[Work item]: Transcribe the part of the ModSecurity CRS experiment post between "We built a system" and "still on v3.", inclusive.

[Selected extract]:
▼
We Let an AI Agent Run Autonomous Experiments on ModSecurity CRS. Here's What It Found.
Starting from stock OWASP CRS defaults, an AI agent improved balanced accuracy from 86.7% to 96.7% on CRS v3.3.8, and from 80.8% to 98.4% on CRS v4.24.0, running 30 experiments over 7 hours. Full methodology, results, and downloadable configs.
What happens when you let an AI agent modify WAF configuration, measure the results, and iterate, all on its own?
We built a system to find out. Starting from stock OWASP CRS defaults, the agent improved balanced accuracy from 86.7% to 96.7% on CRS v3.3.8, and from 80.8% to 98.4% on CRS v4.24.0, finding configuration improvements that most human operators would never think to try.
This post covers the full experiment: methodology, every finding, downloadable configs, and what it means for WAF operators. We tested against both CRS v3.3.8 and v4.24.0 because a lot of deployments are still on v3.
Background
The OWASP Core Rule Set (CRS) is the most widely deployed open-source WAF ruleset. It ships with sensible defaults, but those defaults are a compromise. Every WAF deployment faces the same tension: catch more attacks (true positive rate) vs. block fewer legitimate requests (false positive rate).
Tuning CRS is tedious manual work. Change a setting, restart, observe production for a few days, check logs, adjust, repeat. Most operators never get past the defaults.
What if an agent could do hundreds of those cycles in a single night?
The Autoresearch Pattern
We followed the autoresearch pattern (Andrej Karpathy, 2026): give an AI agent a scoring function, a configuration space to explore, and let it run experiments in a loop. The agent proposes changes, measures impact, keeps improvements, reverts failures.
Infrastructure
- WAF: OWASP ModSecurity CRS on nginx (official Docker image)
- Backend: nginx returning 200 for all valid requests
- Agent: Claude Code (Anthropic) in
--printmode, one experiment per invocation - Orchestrator: Zoutje, an AI assistant built on OpenClaw, managed infrastructure, dataset construction, and the agent loop
- Loop: Bash wrapper with watchdog for resilience. Each experiment: modify config, git commit, evaluate, log results, revert if worse.
▲
[Region pointing data]:
▼
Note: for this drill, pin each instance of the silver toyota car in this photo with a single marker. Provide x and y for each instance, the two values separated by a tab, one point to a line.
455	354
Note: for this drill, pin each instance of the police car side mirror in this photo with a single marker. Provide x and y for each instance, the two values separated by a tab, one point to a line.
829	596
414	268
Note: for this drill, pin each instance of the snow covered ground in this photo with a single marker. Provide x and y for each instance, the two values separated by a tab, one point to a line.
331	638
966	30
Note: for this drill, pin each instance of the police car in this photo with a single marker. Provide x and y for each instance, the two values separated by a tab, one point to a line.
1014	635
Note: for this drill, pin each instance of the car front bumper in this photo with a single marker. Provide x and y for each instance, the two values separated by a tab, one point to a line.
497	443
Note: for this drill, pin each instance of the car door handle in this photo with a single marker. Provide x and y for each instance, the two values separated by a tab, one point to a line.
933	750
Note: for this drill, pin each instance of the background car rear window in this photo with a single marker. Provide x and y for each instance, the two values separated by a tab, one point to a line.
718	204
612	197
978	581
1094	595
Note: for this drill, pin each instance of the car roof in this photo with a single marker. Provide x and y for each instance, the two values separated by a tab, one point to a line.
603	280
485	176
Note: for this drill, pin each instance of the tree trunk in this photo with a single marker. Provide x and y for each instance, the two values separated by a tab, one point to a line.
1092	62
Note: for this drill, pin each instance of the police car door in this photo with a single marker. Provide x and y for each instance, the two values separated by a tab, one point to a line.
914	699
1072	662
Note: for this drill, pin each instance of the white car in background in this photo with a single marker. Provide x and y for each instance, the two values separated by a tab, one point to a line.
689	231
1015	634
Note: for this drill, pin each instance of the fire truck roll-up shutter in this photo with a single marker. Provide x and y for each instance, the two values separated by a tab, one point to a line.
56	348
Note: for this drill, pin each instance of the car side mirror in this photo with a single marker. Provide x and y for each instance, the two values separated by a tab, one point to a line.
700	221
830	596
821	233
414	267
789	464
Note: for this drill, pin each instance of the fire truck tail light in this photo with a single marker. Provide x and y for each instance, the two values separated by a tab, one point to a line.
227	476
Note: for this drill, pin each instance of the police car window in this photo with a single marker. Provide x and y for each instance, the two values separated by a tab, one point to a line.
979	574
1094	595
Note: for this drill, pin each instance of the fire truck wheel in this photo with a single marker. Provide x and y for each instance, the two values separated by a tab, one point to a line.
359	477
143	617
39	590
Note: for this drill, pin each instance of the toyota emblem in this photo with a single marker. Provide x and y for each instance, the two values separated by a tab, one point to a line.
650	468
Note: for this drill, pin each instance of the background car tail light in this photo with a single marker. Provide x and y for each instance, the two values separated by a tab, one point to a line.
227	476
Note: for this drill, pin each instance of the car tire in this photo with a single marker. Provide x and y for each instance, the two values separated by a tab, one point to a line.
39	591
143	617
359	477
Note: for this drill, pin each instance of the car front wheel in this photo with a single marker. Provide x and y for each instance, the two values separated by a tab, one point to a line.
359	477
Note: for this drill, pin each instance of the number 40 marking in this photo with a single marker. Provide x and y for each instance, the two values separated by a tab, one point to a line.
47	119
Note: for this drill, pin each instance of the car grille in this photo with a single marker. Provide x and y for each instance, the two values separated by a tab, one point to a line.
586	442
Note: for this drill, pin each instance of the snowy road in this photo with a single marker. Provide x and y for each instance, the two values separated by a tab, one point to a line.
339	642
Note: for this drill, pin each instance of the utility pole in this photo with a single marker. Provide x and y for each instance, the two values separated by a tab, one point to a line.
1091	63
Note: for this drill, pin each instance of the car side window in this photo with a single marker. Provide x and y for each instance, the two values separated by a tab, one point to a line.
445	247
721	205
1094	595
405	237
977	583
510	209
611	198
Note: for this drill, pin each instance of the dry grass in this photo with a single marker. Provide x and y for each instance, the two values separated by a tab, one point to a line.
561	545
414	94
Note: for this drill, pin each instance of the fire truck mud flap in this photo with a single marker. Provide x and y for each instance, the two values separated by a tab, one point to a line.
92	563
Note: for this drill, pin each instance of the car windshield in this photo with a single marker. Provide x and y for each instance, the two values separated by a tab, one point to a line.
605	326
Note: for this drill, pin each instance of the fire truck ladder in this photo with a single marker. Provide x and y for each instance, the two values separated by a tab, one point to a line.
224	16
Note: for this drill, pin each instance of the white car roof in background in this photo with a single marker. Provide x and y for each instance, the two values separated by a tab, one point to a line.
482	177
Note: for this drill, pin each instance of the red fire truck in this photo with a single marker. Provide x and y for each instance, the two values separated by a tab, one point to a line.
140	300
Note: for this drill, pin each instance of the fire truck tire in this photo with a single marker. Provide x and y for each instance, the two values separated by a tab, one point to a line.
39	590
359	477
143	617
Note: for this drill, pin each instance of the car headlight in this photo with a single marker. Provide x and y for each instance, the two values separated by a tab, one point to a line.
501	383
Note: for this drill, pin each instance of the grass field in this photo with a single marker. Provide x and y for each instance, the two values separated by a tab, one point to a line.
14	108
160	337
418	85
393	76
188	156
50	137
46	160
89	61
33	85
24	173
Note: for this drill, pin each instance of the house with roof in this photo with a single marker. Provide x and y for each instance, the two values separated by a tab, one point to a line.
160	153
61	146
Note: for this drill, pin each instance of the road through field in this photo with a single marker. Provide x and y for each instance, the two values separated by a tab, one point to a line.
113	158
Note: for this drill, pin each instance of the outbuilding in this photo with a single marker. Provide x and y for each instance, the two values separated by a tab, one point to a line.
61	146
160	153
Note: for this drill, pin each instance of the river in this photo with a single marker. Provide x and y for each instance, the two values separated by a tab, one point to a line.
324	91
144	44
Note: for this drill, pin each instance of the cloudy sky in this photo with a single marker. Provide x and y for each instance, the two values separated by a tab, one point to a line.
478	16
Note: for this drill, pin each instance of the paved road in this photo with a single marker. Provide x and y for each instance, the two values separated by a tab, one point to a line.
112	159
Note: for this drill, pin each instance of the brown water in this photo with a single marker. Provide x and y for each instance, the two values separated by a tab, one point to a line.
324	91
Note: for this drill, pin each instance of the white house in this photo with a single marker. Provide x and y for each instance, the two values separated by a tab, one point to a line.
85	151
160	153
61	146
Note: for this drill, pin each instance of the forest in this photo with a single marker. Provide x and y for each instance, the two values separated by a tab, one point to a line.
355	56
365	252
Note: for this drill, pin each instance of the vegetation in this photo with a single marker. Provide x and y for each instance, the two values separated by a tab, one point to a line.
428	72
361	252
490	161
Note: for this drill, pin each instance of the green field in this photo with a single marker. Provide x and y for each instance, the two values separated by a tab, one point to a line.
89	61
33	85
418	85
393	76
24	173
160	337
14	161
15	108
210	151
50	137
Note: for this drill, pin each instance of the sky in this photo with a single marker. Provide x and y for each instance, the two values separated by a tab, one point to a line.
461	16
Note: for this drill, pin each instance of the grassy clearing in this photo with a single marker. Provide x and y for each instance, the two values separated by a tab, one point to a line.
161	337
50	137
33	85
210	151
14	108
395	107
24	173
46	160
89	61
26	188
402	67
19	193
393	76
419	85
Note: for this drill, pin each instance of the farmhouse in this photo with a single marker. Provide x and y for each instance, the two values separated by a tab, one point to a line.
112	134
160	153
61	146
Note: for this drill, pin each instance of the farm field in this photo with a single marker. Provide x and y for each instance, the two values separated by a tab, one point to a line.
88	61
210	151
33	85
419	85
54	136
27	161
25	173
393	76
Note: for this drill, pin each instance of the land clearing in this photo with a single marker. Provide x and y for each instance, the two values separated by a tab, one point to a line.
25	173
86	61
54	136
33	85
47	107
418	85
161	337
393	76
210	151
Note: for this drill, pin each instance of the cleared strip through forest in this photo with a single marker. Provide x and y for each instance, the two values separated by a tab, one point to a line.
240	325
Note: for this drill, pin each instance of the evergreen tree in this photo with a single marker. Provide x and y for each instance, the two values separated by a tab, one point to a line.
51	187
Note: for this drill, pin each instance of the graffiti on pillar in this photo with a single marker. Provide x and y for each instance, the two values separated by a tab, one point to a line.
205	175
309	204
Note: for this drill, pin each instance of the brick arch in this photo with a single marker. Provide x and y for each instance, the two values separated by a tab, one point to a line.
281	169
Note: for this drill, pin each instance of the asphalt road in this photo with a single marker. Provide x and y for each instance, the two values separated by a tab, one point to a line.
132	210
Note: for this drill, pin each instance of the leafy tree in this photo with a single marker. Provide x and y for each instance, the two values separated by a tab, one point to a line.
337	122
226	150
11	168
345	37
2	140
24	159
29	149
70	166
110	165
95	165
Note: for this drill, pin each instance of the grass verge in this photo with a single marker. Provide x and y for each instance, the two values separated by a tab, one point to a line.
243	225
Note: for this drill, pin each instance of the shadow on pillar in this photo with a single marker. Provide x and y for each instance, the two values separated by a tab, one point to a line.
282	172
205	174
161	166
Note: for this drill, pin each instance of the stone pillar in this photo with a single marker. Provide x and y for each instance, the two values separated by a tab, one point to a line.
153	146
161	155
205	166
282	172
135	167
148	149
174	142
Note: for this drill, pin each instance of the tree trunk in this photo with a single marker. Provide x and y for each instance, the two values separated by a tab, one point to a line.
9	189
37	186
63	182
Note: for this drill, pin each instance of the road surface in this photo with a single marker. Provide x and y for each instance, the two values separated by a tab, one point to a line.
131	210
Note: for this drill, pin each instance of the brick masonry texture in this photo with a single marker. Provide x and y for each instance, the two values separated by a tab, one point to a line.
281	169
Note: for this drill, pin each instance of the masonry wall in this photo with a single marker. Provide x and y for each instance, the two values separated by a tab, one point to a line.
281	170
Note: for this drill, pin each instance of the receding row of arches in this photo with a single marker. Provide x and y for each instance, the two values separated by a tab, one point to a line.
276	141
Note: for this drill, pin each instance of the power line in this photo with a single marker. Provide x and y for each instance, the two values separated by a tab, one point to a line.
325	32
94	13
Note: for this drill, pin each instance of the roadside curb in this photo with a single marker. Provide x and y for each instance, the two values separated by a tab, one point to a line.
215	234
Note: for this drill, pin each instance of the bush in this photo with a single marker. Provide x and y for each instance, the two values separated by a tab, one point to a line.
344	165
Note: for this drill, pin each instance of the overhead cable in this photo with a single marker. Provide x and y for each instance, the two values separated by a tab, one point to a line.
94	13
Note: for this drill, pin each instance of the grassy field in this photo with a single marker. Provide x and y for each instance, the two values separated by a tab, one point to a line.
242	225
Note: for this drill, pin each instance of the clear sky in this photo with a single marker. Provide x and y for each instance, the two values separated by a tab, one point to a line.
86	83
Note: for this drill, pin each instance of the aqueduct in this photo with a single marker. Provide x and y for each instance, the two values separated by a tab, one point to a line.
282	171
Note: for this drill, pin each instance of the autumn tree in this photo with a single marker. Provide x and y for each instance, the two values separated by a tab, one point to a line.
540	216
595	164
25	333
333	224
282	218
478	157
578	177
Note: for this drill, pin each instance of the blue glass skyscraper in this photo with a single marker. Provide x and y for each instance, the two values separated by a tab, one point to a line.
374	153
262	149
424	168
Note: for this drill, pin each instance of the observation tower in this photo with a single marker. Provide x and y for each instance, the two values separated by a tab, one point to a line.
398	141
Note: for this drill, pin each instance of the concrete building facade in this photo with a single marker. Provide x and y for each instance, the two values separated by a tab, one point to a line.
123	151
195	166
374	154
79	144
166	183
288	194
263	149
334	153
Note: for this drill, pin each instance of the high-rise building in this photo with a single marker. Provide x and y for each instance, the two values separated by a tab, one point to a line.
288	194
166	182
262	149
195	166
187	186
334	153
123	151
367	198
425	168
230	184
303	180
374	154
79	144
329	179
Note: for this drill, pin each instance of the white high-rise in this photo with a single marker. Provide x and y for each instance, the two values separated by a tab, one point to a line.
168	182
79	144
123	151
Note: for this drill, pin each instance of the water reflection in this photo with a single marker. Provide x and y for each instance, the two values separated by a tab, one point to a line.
▲
[Exercise answer]:
We built a system to find out. Starting from stock OWASP CRS defaults, the agent improved balanced accuracy from 86.7% to 96.7% on CRS v3.3.8, and from 80.8% to 98.4% on CRS v4.24.0, finding configuration improvements that most human operators would never think to try.
This post covers the full experiment: methodology, every finding, downloadable configs, and what it means for WAF operators. We tested against both CRS v3.3.8 and v4.24.0 because a lot of deployments are still on v3.